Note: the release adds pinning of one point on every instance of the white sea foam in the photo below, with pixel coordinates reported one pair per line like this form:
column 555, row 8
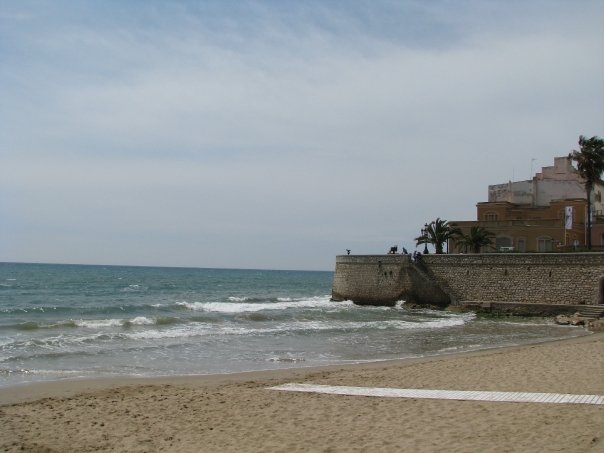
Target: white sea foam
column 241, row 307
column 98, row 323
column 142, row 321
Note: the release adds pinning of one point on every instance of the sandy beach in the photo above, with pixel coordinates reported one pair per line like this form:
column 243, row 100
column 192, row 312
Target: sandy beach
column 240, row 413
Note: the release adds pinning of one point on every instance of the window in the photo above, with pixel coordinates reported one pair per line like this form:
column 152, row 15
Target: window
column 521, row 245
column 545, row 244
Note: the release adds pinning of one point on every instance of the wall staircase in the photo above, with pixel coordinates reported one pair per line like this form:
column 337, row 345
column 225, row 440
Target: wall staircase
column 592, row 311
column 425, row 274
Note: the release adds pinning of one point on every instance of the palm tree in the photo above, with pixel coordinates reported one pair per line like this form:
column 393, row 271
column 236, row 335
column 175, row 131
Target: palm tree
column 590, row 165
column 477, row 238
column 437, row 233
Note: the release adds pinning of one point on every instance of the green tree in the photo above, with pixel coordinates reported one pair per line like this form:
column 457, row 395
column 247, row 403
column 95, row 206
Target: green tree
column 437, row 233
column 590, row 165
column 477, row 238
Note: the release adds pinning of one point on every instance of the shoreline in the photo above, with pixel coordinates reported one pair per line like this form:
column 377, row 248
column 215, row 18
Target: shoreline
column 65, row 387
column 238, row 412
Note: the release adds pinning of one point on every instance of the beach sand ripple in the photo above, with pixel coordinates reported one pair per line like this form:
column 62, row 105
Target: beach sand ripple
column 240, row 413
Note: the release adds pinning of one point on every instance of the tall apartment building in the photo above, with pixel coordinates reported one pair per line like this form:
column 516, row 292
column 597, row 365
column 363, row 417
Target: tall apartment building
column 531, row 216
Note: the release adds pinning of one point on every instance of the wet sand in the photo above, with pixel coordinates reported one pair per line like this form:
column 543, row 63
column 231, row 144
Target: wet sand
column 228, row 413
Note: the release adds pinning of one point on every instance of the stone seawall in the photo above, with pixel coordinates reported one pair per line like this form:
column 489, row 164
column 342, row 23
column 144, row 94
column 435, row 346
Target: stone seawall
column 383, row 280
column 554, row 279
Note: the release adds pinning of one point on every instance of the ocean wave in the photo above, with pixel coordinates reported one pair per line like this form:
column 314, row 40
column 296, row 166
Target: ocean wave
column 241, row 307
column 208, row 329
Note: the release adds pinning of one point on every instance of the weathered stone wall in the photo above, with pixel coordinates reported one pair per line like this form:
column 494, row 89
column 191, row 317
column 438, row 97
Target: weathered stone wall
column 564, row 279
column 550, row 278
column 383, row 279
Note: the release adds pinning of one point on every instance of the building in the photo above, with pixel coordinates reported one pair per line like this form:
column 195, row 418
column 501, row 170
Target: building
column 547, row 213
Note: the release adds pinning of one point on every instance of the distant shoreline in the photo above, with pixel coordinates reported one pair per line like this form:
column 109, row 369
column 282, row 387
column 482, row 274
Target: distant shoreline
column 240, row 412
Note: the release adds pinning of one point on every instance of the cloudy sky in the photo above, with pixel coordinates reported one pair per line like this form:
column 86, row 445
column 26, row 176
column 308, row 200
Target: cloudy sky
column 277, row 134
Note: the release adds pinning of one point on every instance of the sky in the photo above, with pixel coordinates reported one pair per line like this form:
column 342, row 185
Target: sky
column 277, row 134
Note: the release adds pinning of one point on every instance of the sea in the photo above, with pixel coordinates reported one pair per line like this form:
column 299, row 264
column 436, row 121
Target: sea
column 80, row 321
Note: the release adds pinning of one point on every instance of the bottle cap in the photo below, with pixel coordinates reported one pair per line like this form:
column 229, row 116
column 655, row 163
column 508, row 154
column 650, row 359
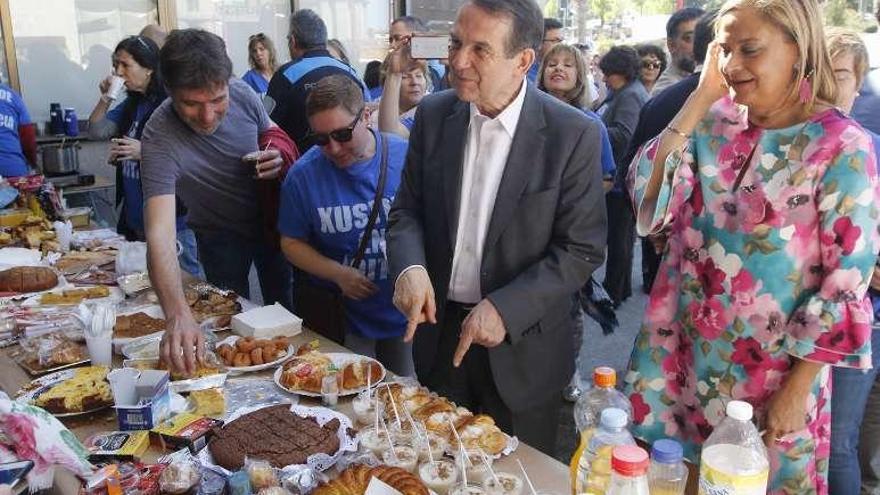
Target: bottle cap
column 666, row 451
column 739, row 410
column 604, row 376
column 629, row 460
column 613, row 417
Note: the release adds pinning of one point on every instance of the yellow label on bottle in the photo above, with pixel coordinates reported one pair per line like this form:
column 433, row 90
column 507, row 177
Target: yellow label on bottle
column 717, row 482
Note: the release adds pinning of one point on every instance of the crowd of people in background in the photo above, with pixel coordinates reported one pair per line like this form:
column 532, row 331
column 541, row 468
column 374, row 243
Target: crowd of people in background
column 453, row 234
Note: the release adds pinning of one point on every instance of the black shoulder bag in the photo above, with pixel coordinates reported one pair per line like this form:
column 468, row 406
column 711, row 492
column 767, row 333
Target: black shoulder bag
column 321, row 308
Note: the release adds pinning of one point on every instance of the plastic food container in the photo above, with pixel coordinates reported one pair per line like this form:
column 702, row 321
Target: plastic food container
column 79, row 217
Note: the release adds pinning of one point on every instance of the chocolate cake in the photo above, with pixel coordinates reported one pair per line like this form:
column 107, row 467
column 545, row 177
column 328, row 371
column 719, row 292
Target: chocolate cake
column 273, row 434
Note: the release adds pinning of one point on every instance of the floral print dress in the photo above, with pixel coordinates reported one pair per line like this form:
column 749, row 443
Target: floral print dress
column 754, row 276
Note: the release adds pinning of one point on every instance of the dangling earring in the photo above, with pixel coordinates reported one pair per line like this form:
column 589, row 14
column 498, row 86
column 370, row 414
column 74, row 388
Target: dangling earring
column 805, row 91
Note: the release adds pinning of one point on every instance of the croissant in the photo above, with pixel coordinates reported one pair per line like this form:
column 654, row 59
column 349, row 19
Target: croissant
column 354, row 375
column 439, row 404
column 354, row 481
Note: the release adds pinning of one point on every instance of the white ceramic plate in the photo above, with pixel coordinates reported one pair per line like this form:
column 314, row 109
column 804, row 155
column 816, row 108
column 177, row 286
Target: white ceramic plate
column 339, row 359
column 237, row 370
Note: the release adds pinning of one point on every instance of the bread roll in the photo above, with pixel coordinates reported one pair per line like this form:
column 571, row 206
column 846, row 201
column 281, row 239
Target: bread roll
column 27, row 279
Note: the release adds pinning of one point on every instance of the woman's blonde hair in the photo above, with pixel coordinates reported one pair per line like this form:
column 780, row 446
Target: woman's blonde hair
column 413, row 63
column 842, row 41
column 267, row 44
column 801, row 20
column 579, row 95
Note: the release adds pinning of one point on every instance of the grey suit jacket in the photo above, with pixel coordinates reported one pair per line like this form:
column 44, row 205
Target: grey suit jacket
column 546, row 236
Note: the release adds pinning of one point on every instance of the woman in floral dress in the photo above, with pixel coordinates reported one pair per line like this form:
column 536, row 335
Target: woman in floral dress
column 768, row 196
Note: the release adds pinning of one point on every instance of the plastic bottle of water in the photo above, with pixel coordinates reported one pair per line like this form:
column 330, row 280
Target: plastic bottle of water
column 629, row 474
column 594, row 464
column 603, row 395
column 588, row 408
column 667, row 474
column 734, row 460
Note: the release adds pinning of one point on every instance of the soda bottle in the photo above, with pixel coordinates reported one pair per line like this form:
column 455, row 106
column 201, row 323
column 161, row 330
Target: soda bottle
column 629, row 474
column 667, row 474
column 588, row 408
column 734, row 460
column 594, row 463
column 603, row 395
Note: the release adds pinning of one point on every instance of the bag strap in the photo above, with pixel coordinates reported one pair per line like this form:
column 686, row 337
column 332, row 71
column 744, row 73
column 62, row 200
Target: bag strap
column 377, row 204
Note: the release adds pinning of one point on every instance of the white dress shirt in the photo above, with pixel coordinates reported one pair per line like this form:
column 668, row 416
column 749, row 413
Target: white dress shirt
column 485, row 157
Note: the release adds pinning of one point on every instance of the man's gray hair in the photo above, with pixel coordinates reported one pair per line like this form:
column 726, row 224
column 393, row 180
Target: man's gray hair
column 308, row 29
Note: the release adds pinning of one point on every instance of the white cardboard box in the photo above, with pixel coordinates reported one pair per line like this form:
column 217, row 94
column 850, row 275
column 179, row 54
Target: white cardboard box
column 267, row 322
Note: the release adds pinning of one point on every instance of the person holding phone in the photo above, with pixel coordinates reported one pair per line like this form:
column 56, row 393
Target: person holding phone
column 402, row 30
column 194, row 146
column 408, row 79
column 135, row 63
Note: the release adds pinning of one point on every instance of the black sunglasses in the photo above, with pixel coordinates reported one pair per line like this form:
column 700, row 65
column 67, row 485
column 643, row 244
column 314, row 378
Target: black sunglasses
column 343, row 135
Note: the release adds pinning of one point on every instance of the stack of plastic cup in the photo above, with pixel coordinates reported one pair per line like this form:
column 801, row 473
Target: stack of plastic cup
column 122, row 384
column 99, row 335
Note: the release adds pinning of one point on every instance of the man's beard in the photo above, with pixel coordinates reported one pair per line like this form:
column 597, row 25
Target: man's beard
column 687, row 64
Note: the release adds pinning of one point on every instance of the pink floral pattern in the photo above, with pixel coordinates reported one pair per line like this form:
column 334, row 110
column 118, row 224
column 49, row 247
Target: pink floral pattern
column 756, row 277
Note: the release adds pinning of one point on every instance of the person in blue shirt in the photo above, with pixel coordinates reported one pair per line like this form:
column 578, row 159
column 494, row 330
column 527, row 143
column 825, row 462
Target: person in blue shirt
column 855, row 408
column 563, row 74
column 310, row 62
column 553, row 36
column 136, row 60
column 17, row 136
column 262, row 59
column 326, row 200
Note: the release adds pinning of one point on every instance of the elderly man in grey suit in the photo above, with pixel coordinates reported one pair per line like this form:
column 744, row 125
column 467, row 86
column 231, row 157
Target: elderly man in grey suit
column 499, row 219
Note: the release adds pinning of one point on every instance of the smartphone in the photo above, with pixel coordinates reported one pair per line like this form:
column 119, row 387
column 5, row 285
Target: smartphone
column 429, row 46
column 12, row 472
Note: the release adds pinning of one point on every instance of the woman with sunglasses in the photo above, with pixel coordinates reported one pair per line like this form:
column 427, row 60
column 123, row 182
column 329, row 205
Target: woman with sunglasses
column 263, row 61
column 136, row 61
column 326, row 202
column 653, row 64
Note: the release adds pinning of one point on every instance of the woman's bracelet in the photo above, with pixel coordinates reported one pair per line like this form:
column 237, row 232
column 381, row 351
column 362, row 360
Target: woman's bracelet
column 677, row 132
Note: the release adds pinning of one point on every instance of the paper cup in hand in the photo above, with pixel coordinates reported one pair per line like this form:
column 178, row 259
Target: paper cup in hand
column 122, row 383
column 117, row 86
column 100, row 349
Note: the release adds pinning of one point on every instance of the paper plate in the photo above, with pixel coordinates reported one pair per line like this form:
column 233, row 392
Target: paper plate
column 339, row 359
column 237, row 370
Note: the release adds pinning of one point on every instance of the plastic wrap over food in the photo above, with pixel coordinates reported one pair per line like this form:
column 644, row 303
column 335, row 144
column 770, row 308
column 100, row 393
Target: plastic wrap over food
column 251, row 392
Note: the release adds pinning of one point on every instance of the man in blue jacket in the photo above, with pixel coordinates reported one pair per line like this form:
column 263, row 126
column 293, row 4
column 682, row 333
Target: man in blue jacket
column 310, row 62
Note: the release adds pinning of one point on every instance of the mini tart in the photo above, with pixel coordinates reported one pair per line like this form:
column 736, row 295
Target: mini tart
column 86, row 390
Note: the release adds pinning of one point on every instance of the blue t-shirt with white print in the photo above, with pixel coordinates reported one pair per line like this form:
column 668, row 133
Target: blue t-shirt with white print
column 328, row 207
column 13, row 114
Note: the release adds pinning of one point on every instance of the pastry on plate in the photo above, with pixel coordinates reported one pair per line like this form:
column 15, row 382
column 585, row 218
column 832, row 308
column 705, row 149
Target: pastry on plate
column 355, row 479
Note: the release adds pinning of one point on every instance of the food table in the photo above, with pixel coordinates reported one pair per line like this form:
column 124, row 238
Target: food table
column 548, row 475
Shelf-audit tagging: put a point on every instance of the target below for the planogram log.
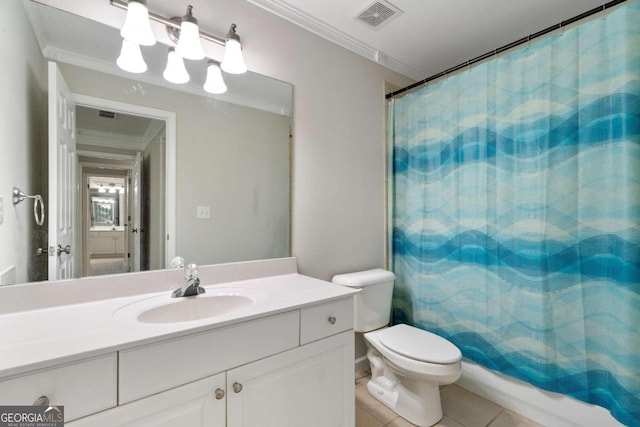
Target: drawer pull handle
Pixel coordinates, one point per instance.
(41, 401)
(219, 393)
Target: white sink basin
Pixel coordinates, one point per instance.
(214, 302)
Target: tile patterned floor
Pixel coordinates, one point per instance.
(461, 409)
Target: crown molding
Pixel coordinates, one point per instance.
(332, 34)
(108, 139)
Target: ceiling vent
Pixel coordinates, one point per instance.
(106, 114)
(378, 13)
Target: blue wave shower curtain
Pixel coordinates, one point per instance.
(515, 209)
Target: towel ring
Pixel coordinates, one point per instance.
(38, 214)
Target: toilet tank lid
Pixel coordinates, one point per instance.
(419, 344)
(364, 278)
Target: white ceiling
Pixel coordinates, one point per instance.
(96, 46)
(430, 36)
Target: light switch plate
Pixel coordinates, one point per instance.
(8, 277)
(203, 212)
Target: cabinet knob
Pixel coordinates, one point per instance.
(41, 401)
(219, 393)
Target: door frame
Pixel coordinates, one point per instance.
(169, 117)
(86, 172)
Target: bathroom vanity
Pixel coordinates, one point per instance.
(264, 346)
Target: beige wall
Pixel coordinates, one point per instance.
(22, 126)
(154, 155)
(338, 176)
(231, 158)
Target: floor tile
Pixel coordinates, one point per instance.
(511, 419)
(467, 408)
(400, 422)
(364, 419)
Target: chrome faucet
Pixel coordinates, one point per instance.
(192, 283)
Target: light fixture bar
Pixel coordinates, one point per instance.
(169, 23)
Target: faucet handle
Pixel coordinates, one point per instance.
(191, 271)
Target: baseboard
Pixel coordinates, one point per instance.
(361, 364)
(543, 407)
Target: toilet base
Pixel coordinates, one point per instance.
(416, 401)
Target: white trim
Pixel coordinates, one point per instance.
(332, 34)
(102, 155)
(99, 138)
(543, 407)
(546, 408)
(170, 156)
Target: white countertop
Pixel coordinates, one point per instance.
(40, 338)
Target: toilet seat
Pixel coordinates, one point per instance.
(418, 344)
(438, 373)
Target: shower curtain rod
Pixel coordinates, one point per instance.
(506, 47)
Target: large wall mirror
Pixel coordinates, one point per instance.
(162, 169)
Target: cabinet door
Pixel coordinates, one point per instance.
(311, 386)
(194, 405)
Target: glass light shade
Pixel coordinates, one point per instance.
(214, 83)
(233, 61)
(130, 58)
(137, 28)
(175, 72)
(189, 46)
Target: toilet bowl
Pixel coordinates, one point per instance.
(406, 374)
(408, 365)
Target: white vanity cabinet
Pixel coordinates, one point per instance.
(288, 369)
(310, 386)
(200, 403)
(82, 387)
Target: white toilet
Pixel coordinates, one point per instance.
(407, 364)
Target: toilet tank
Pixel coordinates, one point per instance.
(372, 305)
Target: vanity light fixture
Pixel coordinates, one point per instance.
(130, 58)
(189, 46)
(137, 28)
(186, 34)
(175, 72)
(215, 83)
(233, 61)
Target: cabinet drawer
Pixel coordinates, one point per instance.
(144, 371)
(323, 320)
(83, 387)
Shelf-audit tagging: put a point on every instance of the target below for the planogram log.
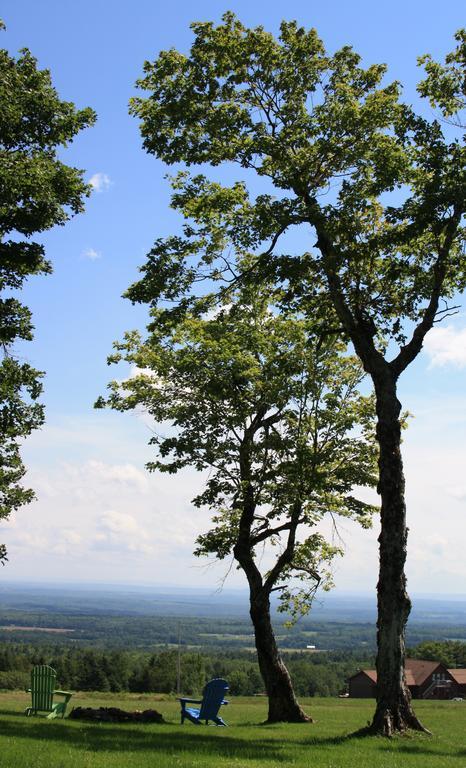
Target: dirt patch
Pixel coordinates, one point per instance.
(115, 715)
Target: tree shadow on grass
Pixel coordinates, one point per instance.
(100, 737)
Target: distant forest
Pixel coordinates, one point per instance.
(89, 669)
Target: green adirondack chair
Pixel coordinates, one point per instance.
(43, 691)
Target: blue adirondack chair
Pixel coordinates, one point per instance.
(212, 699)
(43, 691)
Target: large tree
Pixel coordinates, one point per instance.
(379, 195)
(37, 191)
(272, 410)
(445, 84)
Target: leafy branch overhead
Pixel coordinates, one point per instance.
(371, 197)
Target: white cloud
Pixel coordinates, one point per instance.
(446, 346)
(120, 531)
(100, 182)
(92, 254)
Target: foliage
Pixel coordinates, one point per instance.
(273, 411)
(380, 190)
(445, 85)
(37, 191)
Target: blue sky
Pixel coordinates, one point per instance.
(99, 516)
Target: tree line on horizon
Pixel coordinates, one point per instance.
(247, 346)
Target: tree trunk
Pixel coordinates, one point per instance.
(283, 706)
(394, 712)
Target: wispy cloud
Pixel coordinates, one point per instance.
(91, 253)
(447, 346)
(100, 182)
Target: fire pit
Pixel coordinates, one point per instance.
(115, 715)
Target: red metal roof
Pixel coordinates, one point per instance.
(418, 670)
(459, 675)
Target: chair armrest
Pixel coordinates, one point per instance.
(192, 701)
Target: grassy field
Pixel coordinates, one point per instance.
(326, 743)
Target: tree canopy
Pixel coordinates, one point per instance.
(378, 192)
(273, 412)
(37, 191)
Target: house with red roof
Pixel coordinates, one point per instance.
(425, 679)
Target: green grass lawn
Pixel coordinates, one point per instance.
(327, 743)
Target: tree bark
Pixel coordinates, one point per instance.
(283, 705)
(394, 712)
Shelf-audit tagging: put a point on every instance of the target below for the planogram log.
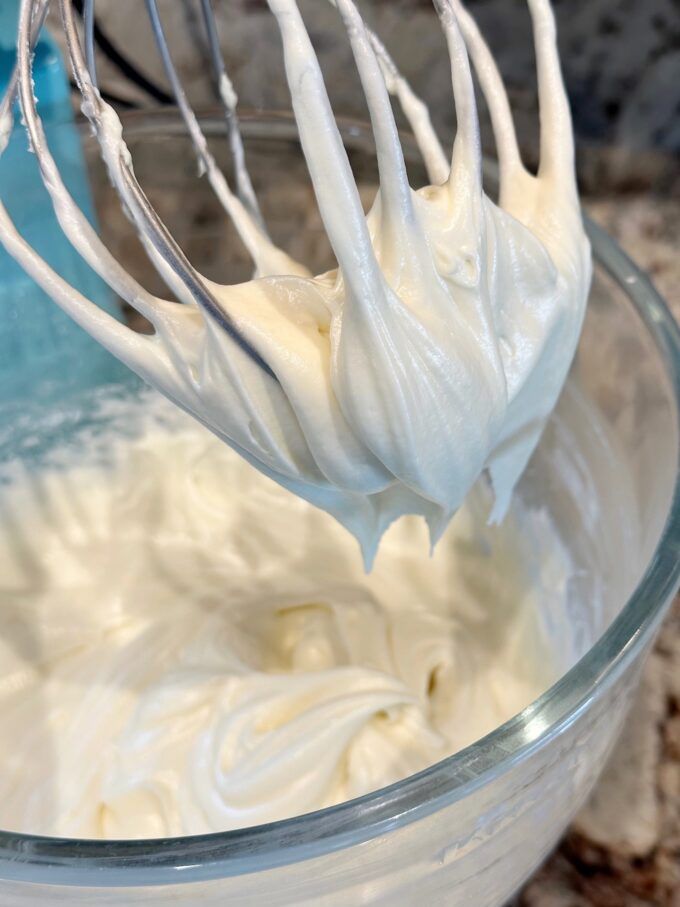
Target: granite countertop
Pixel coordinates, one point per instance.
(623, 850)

━━━━━━━━━━━━━━━━

Exercise >> Write down exactly the span of lines above from the one containing "column 56, row 393" to the one containing "column 825, row 462", both ends included.

Answer to this problem >>
column 56, row 393
Target: person holding phone
column 402, row 30
column 194, row 146
column 408, row 79
column 135, row 63
Note: the release adds pinning of one point on every instance of the black sunglasses in the photo above, with pixel coordinates reported one pair per line like this form:
column 700, row 65
column 67, row 485
column 643, row 244
column 314, row 378
Target: black sunglasses
column 343, row 135
Note: the release adds pinning of one point on every instance of the stack of plastic cup in the photo above, with pixel coordinates reported one pair per line like this form:
column 801, row 473
Target: stack of plastic cup
column 122, row 384
column 99, row 335
Note: the release adds pinning of one point on every instance of the man's beard in the photo above, with pixel coordinates reported one pair per line like this form:
column 597, row 25
Target: man's beard
column 687, row 64
Note: the release adds pinning of one point on every instance of the pink floral pattern in the photo above, with pixel coordinates reported one pair per line like this form:
column 334, row 110
column 118, row 224
column 49, row 247
Target: pink floral pattern
column 756, row 277
Note: the release adds pinning of one point on every instance of the person in blue shirt in the photo above, with pixel coordinates reported one pair per line like this form:
column 578, row 159
column 494, row 330
column 527, row 143
column 825, row 462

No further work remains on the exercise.